- **Given text**:
'''
If anyone reading has a low functioning child, what kind of community activities have you found? or do you just stay home like we do?

3 comments:

Stranded said...

Yes I feel the same (as in your last paragraph). But you know just because someone cannot understand abstract concepts of nourishing the soul, and God is omnipresent and having faith etc etc, does not mean they cannot "experience" or benefit from it.

All Ramadan I prayed aloud in Khaled's room. I usually sing him to sleep, but it would get so late waiting for him to sleep and then starting prayer that I just told him to lie down and mummy going to pray and he lay in be and listened. It was calming for him, he slept. At the mosque he experiences the peacfulness, the familiarity of the same prayers, when it is not super crowded of course.

He has also memorized several bits of my prayer and wants to imitate me.

He is not under any obligation or religious accountability before God because of the nature of his disability, but you know you may find some aspect of the faith or its practice that Sam can benefit from or just enjoy.

Singing, memorizing (KHaled likes scripts), maybe a routine, maybe even a particular church where he likes some stuff.

Like Khaled loves the mosque we go to because it has an abundance of fans and hand driers.

It has been hard to find a place where 1) the people will be accepting 2) there is stuff to keep them occupied and that can always change 3) you also feel relaxed.

Keep looking!

I also found a women's gathering, where they meet once a week in a large room inside the mosque and discuss faith based topics while the kids run wild, eat off the floor and scream to their hearts content, no one does anything to stop them. I love that group! :D

Tara said...

Wow, I was just thinking of this exact issue this morning as I drove past "my church.". I use quotes because I haven't been through the doors since the twins were born almost 5 years ago. I too miss that bond with the church, and the only option seems to be leaving my daughter with Autism at home with my husband, and likely my older daughter as well because she is in the process of being diagnosed. The rotation of parent volunteers who don't know my kids, and frankly probably don't know which parents they belong to, and might let them leave with anyone, doesn't sit well. Going without the whole family doesn't sit well either, so we do nothing. Not ideal. Sorry for rambling...just wanted to let you know you're not alone.
'''
- **Segmentation mask data**:
'''
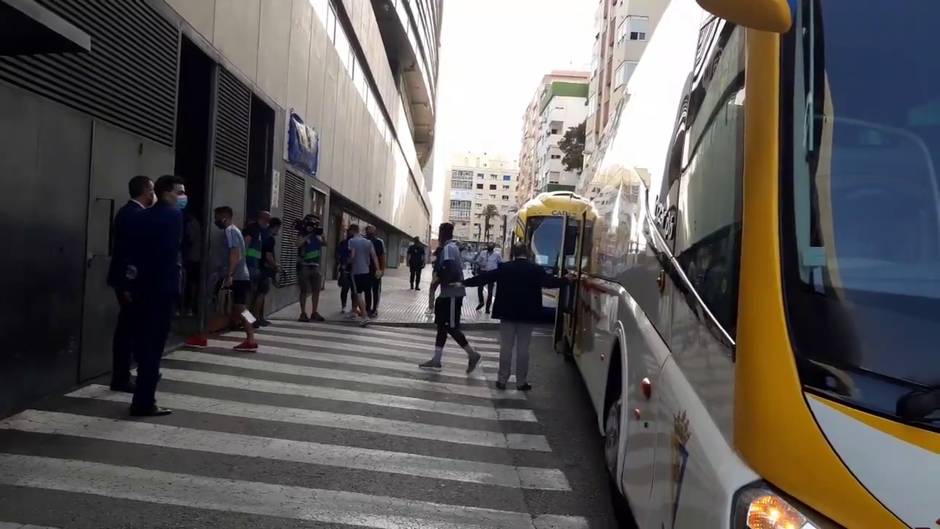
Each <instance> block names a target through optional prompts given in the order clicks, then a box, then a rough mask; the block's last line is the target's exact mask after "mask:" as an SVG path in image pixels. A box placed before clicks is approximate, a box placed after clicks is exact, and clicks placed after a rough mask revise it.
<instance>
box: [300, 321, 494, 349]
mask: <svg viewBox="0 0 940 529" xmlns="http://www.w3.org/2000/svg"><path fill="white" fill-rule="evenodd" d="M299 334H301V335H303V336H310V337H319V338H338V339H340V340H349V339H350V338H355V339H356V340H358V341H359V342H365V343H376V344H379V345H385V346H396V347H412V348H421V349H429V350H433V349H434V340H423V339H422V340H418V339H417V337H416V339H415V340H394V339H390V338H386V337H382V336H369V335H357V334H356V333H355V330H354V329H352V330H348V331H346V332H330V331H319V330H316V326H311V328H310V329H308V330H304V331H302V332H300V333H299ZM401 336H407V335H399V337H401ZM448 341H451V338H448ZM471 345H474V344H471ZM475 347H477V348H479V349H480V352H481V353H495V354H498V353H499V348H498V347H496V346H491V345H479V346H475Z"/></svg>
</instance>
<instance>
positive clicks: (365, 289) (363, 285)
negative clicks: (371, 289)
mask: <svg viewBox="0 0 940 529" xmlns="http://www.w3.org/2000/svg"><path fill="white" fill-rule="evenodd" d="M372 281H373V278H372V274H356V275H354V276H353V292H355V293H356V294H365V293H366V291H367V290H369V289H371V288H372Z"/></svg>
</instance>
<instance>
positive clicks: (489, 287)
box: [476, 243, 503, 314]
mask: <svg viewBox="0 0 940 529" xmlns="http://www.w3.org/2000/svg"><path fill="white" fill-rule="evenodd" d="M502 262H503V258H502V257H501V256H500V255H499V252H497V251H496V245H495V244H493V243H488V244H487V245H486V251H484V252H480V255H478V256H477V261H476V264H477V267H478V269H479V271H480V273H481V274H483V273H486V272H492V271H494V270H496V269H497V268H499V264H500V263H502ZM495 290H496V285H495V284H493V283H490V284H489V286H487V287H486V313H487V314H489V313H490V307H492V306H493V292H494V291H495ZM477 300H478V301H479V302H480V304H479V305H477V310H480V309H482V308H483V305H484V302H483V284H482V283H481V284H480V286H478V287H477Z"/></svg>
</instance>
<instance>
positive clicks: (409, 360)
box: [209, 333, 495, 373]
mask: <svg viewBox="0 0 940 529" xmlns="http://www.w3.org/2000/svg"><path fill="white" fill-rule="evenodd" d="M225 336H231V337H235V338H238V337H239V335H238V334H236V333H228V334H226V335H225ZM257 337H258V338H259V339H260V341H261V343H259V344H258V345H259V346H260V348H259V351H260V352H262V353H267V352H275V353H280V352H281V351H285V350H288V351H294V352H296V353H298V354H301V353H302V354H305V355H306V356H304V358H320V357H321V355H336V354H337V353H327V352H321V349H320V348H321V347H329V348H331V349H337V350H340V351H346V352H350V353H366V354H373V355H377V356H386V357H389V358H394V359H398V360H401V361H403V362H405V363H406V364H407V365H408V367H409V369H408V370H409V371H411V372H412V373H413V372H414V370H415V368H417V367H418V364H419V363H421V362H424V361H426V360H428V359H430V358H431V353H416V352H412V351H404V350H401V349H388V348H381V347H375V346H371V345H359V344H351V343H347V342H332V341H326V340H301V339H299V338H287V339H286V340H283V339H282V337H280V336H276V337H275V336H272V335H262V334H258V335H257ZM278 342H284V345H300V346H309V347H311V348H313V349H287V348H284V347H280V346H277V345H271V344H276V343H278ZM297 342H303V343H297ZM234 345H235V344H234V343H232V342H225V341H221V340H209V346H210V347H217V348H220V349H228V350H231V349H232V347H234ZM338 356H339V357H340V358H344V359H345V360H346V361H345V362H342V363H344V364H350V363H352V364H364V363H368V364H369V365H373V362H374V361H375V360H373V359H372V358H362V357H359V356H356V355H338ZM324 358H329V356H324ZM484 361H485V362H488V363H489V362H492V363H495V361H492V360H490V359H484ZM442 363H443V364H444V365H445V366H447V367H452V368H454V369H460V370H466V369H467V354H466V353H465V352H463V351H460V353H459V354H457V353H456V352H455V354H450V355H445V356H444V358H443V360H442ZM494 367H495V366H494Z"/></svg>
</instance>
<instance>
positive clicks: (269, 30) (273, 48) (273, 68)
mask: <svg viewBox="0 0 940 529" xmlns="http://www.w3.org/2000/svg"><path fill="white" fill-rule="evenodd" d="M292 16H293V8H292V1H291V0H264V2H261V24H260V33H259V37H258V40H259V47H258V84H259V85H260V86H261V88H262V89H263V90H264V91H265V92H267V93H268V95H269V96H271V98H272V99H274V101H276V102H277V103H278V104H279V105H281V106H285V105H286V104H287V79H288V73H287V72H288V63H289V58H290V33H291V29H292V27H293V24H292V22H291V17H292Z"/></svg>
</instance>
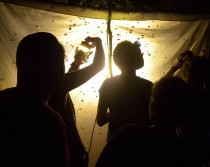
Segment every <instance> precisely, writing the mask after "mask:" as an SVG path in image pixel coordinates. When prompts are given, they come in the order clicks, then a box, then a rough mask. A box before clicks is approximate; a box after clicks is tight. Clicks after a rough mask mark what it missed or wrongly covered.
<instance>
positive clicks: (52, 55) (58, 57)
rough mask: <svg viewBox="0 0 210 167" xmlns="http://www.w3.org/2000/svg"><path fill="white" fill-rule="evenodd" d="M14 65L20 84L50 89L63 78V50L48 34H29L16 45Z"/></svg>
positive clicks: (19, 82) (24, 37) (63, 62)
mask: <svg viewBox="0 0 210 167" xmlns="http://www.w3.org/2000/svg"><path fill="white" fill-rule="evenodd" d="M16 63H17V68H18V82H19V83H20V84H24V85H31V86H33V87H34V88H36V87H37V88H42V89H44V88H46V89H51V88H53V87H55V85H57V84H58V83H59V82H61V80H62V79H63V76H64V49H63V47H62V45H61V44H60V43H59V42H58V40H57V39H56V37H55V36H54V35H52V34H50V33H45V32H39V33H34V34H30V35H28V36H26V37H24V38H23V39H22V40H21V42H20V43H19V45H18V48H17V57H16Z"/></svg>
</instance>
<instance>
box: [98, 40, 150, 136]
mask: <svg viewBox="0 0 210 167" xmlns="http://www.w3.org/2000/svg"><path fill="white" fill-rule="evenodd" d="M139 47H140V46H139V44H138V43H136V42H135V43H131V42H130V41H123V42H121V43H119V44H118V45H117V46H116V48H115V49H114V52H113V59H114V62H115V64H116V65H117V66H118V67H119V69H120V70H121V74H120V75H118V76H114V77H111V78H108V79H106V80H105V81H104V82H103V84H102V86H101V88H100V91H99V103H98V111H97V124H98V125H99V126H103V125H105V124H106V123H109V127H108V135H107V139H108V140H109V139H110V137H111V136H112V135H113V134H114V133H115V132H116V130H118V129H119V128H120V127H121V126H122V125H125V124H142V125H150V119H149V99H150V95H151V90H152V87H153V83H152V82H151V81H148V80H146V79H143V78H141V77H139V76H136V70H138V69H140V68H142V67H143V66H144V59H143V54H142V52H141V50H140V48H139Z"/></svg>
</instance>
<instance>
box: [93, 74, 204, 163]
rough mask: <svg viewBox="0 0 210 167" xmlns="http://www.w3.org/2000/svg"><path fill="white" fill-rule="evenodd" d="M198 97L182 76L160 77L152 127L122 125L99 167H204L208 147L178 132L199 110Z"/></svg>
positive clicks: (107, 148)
'''
- **What to do**:
[1] From the blog comments, list the three conditions given for a good place to find.
[2] Please retype the part of the blog comments starting at "Singing, memorizing (KHaled" and ending at "and hand driers.".

- **Replies**:
[1]
1. The people will be accepting
2. There is stuff to keep them occupied and that can always change
3. You also feel relaxed

[2]
Singing, memorizing (KHaled likes scripts), maybe a routine, maybe even a particular church where he likes some stuff.

Like Khaled loves the mosque we go to because it has an abundance of fans and hand driers.